## Data extract

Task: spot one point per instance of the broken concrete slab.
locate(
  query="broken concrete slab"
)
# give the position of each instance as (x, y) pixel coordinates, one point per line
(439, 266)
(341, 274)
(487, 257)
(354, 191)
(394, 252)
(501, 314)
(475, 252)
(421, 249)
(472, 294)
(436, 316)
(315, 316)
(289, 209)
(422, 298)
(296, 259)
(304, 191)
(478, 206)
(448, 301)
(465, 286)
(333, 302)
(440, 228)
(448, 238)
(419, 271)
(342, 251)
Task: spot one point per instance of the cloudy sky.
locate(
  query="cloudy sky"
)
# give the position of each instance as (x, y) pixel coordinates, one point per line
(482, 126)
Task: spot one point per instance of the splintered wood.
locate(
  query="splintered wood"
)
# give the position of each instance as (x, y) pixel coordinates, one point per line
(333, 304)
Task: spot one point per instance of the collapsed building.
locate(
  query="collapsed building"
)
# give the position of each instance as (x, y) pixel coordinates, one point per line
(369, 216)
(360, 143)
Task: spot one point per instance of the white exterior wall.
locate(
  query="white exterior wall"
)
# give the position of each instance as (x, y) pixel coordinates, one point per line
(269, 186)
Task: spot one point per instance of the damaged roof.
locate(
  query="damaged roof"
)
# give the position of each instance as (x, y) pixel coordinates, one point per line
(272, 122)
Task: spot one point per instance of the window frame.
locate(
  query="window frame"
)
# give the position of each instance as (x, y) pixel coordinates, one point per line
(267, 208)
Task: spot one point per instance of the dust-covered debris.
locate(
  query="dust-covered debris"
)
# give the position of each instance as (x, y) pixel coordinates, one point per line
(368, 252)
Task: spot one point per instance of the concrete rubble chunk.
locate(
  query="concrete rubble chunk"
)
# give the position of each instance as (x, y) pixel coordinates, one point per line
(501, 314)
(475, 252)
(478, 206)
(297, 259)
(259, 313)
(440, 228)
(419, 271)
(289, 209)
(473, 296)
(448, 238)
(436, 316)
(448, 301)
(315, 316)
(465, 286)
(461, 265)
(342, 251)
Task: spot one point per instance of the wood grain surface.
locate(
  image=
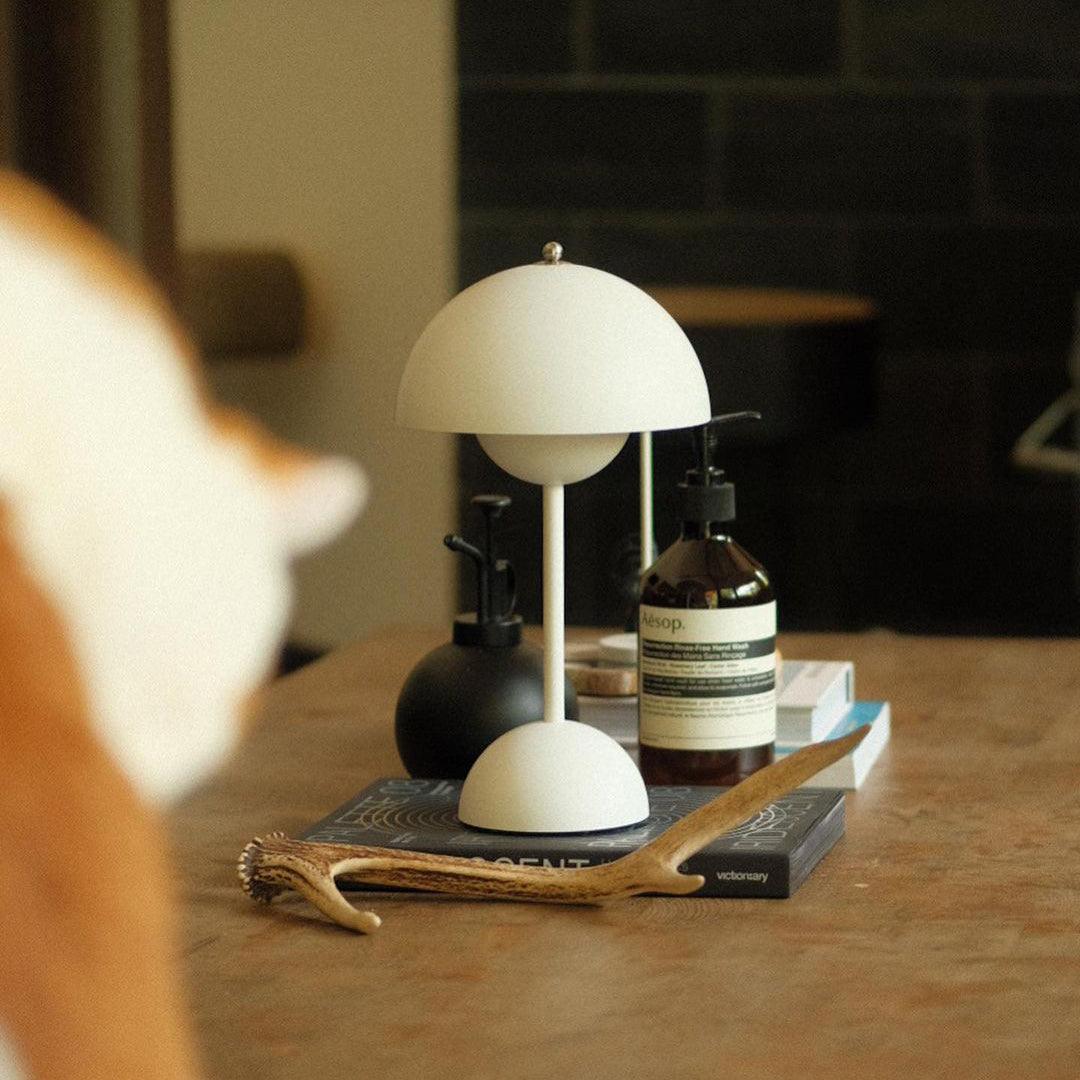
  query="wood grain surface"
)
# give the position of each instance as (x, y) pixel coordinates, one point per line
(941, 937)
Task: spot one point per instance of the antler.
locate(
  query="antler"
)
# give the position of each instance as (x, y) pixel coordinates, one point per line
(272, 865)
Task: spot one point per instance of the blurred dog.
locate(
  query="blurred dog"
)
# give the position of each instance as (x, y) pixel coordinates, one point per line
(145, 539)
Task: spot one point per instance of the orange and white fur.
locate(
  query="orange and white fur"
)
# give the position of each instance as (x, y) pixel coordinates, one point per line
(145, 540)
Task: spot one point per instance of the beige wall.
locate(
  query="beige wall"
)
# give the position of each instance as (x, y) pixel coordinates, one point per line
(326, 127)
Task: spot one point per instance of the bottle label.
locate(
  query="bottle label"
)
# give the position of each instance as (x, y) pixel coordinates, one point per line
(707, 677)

## To do
Can you rewrite all of the material above, substituting "mark" for every "spot" and leaving everything else unchanged? Omit the pictures from your answer.

## Finished exercise
Task: mark one point per instance of the broken concrete slab.
locate(
  query="broken concrete slab"
)
# give the position of each instance as (x, y) pixel coordinates, one point per line
(439, 266)
(341, 274)
(487, 257)
(354, 191)
(394, 252)
(501, 314)
(475, 252)
(421, 249)
(472, 294)
(436, 316)
(315, 316)
(289, 209)
(422, 298)
(296, 259)
(304, 191)
(478, 206)
(448, 301)
(465, 286)
(333, 302)
(440, 228)
(448, 238)
(419, 271)
(342, 251)
Task: mark one point per instance of the cloudy sky.
locate(
  query="cloudy sky"
)
# give the position of each instance as (x, y) pixel coordinates, one point per line
(482, 126)
Task: mark one point per instance of the splintered wood.
locate(
  query="splintered wood"
)
# give the position of each instance as (x, y) pixel coordinates, one point per line
(333, 304)
Task: mark one point per instance of the collapsed building.
locate(
  query="collapsed building"
)
# give the position of each instance as (x, y) pixel coordinates, one point per line
(369, 216)
(360, 143)
Task: mark one point per instance of the white exterior wall.
locate(
  query="white exterior wall"
)
# give the position of each instance as (x, y) pixel coordinates, one point per line
(269, 186)
Task: mark one point per instance of the damaged roof.
locate(
  query="damaged roof"
)
# give the position of each instance as (x, y) pixel coordinates, one point per line
(272, 122)
Task: mark one point per instance of the window frame.
locate(
  query="window frame"
)
# give the position of each instance as (x, y) pixel coordinates, one point per line
(267, 208)
Task: mark one point per instance of the dust-covered debris.
locate(
  query="dust-covered debris"
)
# give the position of each instance as (x, y) pixel coordinates, one point per line
(368, 252)
Task: mark one point per instance of the concrete rubble chunk.
locate(
  query="concrete rubble chunk"
)
# give the position of each instance as (x, y) pixel coordinates, one point per line
(501, 314)
(475, 252)
(478, 206)
(297, 259)
(259, 313)
(440, 228)
(419, 271)
(289, 209)
(473, 296)
(448, 238)
(436, 316)
(448, 301)
(315, 316)
(465, 286)
(461, 265)
(342, 251)
Task: mark one point per instance of the wood grain surface.
locate(
  image=
  query="wood grain surface"
)
# give the position of each instance as (x, y) pixel coordinates, one point per line
(941, 937)
Task: mark one point per instance of the antler.
locate(
  query="antler"
)
# give the position of each instance as (x, y) pixel coordinates, one point per line
(272, 865)
Task: mark one point per instance of the blurred dog.
locate(
  query="blurred dog"
)
# give the position of each instance as (x, y) pixel coordinates, one point per line
(145, 539)
Task: mark one point per instance of the orange and white fur.
locate(
  query="orange and white fur"
)
# give the position of each instance as (x, y) pixel coordinates, one point per line
(145, 540)
Task: mark one point per instance of the beige wall.
locate(
  query="beige wall"
)
# give the position of each instance as (x, y) pixel coordinates, one point per line
(326, 127)
Task: mark one point per instance of the bottle label.
locate(
  query="bottle label"
)
# give the position of each instance as (x, y) pixel coordinates, one point per line
(707, 677)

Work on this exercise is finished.